● Exercise instructions: Reproduce each of the rows below word for word, keeping every line unchanged.

● Materials provided:
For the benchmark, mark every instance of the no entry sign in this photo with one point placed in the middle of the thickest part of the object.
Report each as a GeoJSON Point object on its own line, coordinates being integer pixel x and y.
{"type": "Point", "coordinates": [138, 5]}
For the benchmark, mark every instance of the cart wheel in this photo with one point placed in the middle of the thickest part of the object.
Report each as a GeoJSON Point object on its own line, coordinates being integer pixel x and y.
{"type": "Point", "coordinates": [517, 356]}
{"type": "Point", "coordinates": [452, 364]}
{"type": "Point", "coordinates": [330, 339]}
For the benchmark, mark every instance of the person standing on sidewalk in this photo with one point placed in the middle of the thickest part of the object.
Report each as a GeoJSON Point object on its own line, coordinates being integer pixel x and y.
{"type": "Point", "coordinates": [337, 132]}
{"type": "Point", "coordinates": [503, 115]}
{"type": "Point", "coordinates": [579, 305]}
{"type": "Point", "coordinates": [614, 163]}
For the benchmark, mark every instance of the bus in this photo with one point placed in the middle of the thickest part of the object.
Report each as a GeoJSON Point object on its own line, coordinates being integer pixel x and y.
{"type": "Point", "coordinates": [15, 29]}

● Written solution:
For the benchmark, mark every instance of the no entry sign in this photo with one point placed in the middle of the thickest part of the object.
Report each as a GeoJSON Point object on its own line, coordinates being integer pixel x and y.
{"type": "Point", "coordinates": [138, 5]}
For the benchmark, mark every instance of the cart wheel in this photo with one point placed in the middle of the thickest part of the object.
Report each as a GeoJSON Point object on its own line, coordinates being integer pixel x and y.
{"type": "Point", "coordinates": [517, 356]}
{"type": "Point", "coordinates": [452, 364]}
{"type": "Point", "coordinates": [330, 339]}
For the benchmark, mark every instance of the person standing on sidewalk in this photo with one point placed in the middle of the thickest part of the object.
Report each as a GeoJSON Point object on its own line, coordinates being integer pixel x and y.
{"type": "Point", "coordinates": [337, 132]}
{"type": "Point", "coordinates": [503, 115]}
{"type": "Point", "coordinates": [579, 305]}
{"type": "Point", "coordinates": [614, 163]}
For the benchmark, mark every instance of the bus in this photo with one point placed in the middle of the thickest part of the object.
Report each as a GeoJSON Point object on its own line, coordinates being integer pixel x and y.
{"type": "Point", "coordinates": [15, 29]}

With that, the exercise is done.